GIVEN TASK
Exactly and only the lines from the one with "Indicate every instance of the cyclist riding" through the end of the listing are to be transcribed, both ends included.
____ INPUT
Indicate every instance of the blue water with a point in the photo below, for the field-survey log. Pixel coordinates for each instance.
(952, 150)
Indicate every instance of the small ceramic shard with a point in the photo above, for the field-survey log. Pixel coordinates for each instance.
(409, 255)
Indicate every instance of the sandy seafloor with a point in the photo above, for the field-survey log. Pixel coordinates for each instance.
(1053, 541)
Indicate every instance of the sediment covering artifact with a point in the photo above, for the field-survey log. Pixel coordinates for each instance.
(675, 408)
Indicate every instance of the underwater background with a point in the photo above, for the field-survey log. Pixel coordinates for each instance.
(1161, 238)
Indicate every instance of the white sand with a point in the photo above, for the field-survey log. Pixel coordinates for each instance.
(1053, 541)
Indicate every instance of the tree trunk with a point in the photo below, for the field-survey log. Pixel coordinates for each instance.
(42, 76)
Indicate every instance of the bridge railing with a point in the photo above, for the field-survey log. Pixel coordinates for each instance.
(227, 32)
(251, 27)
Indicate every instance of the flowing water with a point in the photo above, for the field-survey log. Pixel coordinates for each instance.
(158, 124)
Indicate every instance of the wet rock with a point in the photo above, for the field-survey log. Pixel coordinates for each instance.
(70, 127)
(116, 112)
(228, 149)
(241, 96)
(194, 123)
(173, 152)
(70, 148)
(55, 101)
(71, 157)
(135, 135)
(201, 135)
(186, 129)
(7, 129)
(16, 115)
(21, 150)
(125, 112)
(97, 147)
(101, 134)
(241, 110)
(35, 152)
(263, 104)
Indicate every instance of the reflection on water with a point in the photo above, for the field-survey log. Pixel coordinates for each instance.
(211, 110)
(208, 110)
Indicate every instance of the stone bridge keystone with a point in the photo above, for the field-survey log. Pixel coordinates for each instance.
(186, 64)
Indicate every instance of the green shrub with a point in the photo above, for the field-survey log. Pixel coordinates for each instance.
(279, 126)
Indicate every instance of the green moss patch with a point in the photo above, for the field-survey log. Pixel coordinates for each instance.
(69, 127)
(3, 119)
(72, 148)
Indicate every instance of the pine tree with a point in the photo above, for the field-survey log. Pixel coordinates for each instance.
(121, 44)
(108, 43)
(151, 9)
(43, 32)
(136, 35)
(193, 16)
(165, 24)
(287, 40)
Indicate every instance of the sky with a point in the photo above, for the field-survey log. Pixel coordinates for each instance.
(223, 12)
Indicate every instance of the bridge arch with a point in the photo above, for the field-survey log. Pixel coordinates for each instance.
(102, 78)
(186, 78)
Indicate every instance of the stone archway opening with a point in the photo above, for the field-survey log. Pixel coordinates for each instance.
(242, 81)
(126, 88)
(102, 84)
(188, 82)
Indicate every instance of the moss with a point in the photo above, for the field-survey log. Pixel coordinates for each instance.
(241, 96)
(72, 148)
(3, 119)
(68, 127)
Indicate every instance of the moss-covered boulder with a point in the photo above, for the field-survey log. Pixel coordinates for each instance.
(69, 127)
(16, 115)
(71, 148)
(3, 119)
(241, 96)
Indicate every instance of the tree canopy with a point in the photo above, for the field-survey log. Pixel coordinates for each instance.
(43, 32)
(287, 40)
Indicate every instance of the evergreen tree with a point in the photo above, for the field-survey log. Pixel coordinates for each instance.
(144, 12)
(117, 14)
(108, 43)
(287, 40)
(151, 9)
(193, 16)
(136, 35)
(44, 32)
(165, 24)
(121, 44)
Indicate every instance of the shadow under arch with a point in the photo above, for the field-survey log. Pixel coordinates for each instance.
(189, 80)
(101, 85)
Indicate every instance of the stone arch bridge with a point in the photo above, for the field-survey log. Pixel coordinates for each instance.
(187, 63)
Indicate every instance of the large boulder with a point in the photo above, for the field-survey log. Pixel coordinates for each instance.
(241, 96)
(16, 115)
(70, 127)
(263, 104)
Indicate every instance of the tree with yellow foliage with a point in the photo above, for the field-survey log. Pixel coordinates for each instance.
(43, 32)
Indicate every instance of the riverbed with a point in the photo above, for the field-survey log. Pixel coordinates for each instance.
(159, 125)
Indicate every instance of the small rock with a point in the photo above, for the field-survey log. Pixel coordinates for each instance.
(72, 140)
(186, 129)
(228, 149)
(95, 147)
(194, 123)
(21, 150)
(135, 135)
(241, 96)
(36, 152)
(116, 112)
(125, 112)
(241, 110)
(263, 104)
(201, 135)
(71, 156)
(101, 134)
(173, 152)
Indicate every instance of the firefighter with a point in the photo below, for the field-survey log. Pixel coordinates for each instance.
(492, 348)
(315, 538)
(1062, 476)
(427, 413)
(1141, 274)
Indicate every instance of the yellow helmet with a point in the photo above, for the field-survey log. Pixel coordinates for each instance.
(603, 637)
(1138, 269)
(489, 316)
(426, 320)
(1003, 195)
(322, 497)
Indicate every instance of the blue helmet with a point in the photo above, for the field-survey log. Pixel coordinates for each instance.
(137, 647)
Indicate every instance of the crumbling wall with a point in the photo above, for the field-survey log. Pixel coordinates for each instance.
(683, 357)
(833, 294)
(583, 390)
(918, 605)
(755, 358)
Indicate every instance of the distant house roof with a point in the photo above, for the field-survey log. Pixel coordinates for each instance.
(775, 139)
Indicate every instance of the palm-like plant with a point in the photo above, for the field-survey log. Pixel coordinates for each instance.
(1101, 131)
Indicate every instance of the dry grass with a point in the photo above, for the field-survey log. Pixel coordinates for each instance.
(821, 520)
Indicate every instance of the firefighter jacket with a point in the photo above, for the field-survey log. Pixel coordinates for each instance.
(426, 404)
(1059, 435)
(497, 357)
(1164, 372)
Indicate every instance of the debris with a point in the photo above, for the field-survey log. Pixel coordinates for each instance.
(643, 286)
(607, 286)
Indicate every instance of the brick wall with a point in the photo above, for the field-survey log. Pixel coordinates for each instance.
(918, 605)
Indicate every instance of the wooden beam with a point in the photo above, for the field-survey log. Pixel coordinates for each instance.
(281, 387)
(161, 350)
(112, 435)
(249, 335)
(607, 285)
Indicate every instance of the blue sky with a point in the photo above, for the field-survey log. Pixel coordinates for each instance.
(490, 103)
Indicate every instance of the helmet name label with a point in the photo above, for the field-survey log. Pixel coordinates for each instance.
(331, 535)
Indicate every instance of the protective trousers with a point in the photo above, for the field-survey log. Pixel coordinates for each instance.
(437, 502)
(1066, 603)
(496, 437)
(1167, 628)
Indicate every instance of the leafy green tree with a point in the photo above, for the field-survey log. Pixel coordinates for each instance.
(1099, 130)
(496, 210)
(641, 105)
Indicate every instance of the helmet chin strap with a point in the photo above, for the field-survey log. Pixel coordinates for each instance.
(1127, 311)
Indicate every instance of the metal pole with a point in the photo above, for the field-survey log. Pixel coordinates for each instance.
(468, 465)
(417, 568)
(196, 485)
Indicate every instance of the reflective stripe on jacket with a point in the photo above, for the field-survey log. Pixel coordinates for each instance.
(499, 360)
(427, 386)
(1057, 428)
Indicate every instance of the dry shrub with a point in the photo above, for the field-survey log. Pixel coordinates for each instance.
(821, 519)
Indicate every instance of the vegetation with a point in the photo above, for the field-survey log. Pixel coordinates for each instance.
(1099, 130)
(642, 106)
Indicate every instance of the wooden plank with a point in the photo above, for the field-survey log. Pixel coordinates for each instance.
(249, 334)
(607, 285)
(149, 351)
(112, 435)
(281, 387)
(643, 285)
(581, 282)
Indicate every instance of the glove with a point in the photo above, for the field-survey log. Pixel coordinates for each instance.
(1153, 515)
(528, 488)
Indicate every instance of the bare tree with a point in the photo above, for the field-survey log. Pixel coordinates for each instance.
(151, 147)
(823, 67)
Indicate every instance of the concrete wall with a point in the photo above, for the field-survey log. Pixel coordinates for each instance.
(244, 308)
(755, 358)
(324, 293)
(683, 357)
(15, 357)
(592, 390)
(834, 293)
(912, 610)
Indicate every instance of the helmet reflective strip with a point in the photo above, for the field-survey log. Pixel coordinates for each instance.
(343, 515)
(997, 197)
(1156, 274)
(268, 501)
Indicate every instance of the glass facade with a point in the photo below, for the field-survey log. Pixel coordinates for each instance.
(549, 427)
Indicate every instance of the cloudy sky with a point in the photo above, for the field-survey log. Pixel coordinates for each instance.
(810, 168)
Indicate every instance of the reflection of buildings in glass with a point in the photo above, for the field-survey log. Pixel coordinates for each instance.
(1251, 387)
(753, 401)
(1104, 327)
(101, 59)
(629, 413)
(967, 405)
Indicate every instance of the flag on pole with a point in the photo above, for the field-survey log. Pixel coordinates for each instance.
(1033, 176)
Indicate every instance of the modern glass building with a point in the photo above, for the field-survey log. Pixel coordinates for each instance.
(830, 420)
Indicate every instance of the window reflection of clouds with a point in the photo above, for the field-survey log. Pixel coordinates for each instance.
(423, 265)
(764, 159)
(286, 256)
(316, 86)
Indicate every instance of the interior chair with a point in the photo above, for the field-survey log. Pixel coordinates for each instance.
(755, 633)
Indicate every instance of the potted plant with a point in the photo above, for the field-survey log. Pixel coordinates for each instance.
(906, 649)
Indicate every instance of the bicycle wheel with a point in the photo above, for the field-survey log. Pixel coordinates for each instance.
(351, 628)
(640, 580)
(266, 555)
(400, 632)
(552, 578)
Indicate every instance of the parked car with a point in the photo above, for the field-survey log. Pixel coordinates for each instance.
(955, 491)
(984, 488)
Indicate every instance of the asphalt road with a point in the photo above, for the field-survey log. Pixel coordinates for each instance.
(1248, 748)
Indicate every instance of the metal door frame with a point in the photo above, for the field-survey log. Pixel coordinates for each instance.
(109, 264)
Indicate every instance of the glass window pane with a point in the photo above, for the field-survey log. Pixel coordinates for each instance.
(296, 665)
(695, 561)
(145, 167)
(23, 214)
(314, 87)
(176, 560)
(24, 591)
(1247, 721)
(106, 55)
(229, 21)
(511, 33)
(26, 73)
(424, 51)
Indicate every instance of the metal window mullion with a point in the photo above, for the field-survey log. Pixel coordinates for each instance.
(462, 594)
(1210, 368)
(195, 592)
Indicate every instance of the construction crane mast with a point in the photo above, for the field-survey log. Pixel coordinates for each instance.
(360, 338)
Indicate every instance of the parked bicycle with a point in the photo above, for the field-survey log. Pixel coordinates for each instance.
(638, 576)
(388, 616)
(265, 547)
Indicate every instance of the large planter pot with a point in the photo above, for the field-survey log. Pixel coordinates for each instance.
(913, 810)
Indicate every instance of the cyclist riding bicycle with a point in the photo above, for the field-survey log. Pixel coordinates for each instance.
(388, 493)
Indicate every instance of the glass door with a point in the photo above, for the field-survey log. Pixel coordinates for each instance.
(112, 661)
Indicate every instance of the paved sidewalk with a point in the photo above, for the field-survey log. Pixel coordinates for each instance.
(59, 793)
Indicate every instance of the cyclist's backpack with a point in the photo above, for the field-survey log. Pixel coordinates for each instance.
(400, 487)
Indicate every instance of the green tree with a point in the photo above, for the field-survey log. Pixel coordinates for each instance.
________
TASK SOLUTION
Indicate every instance of the cyclist riding bicycle with a point in the photo above, for the field-survey log. Pixel coordinates for each instance.
(388, 493)
Indicate every instance of the glass door with a point in the photo above, for the field-survey log. Pixel coordinates for each instance.
(112, 661)
Indicate every instance of the paved sidewalk with a point in the photo above, for the field-survey log. Pixel coordinates for each instance.
(59, 793)
Indicate every instance of the cyclist's backpack with a point in the photo above, for the field-survey log. Pixel coordinates for each instance.
(400, 487)
Indicate every instance of the green tree with a point in the photo above, for the field-survey log. Pixel coordinates for each instance.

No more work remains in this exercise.